═════ Records provided

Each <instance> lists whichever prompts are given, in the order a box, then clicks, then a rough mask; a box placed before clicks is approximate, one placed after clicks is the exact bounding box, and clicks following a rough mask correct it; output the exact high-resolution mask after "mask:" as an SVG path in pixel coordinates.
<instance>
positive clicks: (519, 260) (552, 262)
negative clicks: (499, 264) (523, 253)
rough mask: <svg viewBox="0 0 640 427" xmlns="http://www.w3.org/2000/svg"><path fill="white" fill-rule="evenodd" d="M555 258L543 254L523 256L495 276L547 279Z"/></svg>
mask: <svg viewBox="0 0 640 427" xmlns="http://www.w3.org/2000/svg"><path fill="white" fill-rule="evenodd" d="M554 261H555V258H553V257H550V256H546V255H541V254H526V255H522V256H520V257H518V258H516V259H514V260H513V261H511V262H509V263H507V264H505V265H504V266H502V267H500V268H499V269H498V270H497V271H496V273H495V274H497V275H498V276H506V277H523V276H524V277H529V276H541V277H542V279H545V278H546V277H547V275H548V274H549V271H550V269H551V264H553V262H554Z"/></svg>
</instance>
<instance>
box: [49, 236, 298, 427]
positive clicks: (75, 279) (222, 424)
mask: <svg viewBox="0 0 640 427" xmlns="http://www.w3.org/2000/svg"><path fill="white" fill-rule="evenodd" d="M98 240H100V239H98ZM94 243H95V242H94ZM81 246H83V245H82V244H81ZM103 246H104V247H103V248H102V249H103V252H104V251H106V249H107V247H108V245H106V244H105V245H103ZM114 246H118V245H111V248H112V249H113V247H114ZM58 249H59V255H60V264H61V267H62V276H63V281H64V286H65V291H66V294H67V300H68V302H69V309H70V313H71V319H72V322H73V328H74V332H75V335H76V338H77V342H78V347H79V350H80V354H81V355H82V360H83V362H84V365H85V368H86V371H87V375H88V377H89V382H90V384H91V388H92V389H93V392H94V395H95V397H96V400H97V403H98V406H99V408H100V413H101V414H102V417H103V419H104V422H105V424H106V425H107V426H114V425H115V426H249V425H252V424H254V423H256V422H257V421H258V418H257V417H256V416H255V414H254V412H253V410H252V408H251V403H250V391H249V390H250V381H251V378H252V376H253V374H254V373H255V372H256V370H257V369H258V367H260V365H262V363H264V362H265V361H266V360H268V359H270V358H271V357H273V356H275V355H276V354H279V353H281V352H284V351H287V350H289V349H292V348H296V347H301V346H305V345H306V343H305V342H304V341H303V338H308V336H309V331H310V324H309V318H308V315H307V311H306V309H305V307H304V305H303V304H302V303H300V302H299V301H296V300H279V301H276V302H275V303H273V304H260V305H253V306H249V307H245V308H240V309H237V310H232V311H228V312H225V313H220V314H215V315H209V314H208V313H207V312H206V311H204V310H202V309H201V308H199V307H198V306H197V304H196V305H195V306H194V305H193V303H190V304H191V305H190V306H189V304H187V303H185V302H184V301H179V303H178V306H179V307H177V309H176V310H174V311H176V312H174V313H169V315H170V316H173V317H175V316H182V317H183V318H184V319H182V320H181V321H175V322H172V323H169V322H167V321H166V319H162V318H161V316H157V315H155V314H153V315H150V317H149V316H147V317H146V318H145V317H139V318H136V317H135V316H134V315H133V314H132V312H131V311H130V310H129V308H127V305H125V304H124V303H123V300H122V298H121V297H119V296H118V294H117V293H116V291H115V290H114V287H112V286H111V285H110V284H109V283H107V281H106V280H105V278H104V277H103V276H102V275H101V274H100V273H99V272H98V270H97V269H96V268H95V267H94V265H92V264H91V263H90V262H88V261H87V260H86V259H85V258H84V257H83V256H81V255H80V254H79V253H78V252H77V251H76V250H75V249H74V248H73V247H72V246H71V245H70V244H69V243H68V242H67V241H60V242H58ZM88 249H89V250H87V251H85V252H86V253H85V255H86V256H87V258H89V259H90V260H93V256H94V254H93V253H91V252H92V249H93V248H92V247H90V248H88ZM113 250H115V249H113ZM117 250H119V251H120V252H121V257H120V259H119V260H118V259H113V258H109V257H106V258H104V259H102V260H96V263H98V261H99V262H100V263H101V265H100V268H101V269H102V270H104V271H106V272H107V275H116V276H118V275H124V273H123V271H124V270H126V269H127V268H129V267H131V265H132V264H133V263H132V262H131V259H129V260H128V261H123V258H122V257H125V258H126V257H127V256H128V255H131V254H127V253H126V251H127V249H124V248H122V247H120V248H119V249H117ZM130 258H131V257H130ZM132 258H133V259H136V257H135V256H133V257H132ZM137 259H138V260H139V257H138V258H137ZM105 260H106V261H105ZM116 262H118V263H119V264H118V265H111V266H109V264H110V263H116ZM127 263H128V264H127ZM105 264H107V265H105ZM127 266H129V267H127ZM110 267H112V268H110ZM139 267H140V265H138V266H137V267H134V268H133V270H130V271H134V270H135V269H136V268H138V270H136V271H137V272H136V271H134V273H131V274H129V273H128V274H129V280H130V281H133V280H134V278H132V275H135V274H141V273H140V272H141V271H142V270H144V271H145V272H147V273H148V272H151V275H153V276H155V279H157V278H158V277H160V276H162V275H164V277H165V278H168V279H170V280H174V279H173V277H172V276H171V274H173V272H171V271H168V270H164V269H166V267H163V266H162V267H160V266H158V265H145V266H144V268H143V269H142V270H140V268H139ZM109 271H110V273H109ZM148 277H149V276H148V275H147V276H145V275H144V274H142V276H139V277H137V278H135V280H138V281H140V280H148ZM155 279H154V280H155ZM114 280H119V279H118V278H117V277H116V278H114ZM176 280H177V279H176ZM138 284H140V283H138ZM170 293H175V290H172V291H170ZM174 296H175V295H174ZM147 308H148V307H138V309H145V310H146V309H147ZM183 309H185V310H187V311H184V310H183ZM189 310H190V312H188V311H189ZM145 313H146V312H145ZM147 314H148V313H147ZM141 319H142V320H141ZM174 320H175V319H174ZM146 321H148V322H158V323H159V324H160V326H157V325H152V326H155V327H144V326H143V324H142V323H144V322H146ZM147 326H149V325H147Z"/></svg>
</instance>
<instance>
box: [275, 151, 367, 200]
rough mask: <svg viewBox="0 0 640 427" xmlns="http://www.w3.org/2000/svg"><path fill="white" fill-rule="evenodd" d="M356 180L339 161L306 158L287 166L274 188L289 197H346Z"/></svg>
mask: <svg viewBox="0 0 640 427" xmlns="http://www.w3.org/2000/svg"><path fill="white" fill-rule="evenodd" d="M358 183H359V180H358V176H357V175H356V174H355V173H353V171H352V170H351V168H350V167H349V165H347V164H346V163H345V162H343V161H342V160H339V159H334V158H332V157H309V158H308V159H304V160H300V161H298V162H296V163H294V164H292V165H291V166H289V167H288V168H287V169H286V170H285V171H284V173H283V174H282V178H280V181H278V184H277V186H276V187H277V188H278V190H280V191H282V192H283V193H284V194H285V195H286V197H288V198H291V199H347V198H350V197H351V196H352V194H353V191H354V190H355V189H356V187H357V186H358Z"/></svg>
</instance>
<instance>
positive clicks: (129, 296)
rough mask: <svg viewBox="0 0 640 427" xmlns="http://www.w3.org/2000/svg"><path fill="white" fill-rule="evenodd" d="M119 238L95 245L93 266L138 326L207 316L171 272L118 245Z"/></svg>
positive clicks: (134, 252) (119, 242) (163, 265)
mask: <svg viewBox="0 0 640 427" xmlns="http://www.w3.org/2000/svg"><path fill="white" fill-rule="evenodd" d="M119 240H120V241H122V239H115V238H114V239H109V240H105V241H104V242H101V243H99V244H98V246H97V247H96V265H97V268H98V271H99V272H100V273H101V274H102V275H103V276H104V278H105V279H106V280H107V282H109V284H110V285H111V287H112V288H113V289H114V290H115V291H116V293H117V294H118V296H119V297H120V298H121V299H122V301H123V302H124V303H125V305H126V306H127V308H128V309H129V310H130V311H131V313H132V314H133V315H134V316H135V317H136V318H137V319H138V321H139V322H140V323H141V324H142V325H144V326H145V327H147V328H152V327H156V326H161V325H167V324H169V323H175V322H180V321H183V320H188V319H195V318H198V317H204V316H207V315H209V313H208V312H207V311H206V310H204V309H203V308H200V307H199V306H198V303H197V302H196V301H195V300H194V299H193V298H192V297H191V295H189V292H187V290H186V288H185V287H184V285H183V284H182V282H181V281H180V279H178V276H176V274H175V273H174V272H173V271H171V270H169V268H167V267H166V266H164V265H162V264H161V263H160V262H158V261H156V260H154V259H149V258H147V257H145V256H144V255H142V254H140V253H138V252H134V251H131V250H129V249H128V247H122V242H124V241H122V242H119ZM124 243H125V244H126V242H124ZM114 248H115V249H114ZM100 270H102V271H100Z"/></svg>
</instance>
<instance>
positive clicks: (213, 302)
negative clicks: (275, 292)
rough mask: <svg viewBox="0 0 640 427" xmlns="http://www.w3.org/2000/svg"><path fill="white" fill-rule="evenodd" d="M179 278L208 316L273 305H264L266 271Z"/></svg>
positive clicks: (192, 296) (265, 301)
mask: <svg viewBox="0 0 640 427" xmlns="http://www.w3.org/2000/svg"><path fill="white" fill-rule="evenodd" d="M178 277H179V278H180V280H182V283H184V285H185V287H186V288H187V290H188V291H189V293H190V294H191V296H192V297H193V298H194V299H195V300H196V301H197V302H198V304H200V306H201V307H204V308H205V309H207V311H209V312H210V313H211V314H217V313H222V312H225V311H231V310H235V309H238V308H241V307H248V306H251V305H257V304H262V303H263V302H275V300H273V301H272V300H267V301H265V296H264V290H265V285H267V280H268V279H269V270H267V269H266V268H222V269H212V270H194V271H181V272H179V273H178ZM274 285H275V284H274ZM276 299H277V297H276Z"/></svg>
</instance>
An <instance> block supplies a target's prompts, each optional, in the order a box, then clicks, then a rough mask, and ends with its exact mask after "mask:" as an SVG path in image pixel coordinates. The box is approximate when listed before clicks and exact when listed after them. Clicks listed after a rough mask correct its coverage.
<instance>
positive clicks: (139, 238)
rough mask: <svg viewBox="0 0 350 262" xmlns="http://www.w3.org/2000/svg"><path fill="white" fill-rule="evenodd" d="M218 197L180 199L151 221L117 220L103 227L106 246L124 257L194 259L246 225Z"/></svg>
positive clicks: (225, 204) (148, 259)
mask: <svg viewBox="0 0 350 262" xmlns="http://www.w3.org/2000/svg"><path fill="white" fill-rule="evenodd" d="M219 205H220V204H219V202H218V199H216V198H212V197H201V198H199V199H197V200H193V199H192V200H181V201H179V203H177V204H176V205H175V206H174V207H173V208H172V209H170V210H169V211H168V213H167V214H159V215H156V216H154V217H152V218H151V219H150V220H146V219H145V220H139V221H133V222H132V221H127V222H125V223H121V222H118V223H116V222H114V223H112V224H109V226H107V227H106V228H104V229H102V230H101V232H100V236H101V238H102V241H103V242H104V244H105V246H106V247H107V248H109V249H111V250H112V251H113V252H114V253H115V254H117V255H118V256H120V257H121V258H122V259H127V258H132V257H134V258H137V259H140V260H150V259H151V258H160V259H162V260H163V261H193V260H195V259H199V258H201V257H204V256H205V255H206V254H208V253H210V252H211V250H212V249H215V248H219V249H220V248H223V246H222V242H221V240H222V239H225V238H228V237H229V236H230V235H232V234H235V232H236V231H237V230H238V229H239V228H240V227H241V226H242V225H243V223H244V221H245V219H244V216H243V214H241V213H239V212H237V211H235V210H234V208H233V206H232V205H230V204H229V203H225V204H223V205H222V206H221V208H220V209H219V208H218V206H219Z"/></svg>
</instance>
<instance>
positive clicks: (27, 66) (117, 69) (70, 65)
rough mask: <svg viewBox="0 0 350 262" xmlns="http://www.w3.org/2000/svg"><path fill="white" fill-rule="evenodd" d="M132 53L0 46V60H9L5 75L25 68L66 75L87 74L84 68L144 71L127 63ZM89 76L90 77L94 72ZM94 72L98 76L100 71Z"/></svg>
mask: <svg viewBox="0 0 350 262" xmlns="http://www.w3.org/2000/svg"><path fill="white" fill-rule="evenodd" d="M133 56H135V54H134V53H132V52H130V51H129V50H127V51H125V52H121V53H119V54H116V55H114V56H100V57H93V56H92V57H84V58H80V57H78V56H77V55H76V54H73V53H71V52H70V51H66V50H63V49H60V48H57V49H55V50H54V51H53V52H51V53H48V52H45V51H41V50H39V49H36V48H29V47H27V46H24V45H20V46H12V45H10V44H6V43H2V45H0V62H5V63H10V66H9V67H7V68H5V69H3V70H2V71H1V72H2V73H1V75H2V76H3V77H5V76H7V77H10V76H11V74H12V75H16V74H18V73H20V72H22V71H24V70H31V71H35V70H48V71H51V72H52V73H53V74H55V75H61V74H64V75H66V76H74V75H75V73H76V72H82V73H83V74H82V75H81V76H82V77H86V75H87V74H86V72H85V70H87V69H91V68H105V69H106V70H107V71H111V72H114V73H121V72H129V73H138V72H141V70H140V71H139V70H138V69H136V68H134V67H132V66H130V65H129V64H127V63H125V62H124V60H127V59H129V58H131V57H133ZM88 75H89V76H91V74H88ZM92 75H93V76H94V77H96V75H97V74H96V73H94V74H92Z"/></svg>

══════════

Exercise requirements:
Update the entries from the start up to and including the line with "negative clicks: (499, 264) (523, 253)", changing "bounding box" to "enclosing box" and leaving everything else as it is.

Written solution:
Each <instance> lists whichever prompts are given, in the order a box, then clicks, then a rough mask; a box placed before clicks is approximate, one placed after clicks is the exact enclosing box, and clicks following a rough mask correct it; output the exact high-resolution mask after "mask:" as an SVG path in pixel coordinates.
<instance>
positive clicks: (519, 260) (552, 262)
negative clicks: (499, 264) (523, 253)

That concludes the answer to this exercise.